Source data
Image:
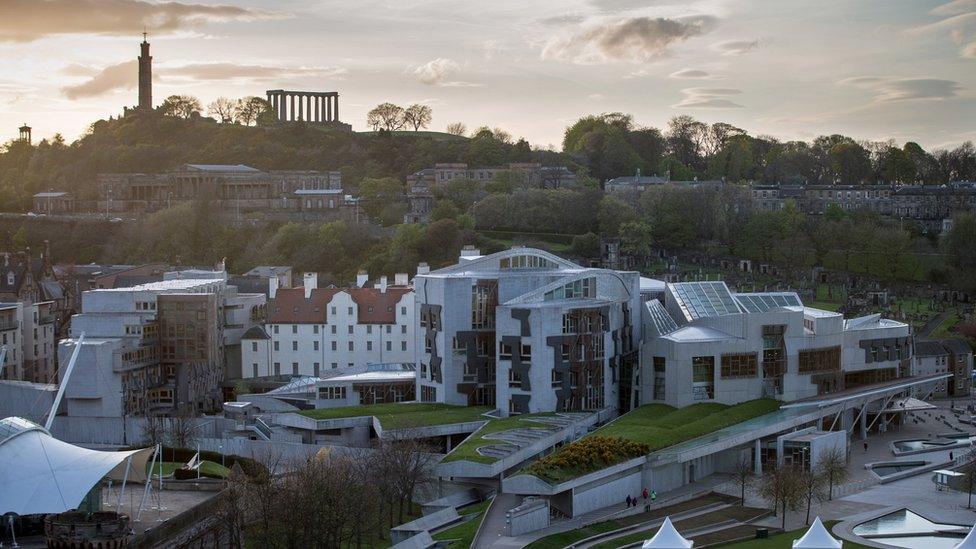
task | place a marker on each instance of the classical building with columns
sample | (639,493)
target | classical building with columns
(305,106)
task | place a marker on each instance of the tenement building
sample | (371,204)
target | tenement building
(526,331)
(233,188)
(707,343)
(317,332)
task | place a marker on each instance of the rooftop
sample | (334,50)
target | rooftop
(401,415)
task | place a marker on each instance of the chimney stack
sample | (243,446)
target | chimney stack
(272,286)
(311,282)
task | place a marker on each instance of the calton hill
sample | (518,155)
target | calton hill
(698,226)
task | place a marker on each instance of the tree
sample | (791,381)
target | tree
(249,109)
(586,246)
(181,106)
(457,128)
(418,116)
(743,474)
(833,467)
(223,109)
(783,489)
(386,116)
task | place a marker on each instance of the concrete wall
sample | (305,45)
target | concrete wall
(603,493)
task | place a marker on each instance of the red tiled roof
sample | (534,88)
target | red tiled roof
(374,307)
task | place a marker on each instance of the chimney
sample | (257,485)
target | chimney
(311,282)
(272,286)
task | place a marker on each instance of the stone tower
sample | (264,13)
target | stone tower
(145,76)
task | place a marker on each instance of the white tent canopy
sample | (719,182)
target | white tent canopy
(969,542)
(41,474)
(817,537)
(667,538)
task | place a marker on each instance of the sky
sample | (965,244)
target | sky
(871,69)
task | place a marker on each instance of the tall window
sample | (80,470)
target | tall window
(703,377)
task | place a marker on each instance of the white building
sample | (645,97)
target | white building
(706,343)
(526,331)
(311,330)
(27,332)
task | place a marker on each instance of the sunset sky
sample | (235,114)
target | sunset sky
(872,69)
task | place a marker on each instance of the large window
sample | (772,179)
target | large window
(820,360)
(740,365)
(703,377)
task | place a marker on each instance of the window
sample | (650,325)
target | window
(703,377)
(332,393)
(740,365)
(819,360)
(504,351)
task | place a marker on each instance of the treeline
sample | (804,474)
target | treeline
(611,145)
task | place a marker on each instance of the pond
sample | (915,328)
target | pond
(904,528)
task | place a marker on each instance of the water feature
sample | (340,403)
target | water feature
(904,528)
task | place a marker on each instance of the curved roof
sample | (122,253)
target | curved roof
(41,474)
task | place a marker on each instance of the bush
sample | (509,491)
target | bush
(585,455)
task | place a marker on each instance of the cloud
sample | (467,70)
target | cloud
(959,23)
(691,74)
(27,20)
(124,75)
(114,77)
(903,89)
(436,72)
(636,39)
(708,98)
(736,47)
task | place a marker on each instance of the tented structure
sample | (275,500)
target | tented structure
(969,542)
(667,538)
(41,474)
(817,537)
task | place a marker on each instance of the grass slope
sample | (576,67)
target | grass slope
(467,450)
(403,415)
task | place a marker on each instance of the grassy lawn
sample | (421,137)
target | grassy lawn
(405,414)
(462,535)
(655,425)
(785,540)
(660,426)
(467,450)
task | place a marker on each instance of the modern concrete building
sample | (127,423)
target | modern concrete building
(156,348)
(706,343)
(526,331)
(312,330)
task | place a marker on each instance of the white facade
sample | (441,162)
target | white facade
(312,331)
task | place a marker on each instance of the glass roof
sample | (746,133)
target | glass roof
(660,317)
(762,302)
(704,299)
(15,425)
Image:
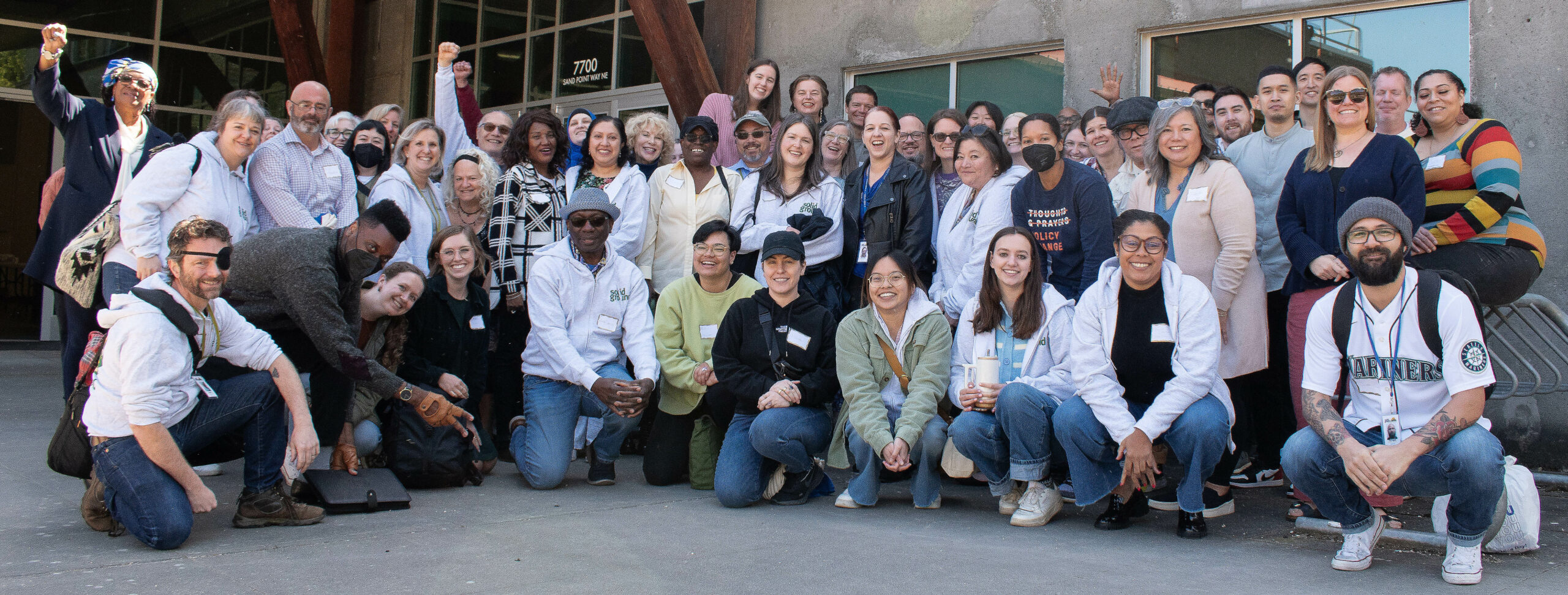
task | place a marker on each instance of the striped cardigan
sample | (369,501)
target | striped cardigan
...
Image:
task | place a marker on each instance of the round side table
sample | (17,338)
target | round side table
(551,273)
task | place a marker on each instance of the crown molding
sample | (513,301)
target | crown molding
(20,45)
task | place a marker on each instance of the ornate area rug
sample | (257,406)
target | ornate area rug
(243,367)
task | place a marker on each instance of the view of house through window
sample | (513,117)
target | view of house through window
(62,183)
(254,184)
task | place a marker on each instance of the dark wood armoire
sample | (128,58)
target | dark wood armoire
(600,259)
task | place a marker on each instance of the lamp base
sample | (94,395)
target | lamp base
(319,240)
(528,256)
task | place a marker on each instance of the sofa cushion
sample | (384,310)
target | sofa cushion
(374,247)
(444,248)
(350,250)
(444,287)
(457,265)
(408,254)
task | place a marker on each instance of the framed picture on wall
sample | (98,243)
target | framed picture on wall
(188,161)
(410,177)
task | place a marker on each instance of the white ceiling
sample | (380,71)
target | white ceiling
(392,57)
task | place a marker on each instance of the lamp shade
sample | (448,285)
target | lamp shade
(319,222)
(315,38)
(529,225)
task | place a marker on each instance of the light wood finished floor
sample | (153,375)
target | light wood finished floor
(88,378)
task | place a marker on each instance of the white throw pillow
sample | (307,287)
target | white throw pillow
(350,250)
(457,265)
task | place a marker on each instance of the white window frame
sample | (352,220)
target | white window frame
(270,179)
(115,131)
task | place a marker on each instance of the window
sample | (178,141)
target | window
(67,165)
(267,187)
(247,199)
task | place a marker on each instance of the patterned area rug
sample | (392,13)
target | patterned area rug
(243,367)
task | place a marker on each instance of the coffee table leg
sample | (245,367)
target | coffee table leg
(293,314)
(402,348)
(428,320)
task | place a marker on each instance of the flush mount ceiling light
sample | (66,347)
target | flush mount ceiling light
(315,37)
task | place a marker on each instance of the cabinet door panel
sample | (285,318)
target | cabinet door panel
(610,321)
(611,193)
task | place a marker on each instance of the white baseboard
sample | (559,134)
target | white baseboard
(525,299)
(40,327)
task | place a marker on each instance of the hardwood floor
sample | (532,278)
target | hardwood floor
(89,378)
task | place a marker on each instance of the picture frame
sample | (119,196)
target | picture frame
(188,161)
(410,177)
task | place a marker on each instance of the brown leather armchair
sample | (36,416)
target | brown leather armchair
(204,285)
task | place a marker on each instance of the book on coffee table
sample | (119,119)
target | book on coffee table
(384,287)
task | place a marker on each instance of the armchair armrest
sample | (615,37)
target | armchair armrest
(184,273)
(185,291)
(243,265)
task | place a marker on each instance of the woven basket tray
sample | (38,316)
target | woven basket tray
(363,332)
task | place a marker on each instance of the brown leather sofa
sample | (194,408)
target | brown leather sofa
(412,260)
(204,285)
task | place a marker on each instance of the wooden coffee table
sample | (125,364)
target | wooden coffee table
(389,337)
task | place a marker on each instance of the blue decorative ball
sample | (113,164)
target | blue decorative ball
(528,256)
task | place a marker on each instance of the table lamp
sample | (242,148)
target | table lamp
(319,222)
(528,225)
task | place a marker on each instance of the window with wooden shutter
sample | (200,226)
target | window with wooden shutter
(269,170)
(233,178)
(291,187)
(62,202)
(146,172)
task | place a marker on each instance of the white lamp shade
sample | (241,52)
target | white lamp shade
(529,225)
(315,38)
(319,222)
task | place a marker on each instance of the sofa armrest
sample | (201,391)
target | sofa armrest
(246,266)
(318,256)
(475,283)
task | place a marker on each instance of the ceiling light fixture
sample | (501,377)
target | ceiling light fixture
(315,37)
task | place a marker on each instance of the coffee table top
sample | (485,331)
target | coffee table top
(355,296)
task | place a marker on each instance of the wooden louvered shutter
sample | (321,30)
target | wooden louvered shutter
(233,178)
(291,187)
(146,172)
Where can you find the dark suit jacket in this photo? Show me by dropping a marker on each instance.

:: HOW TO COMPLETE THIS TASK ::
Whenever a line of the data includes "cardigan", copy that line.

:: RESULT FOR THIS TASK ::
task | place a marker on each instance of the striped cardigan
target | striped cardigan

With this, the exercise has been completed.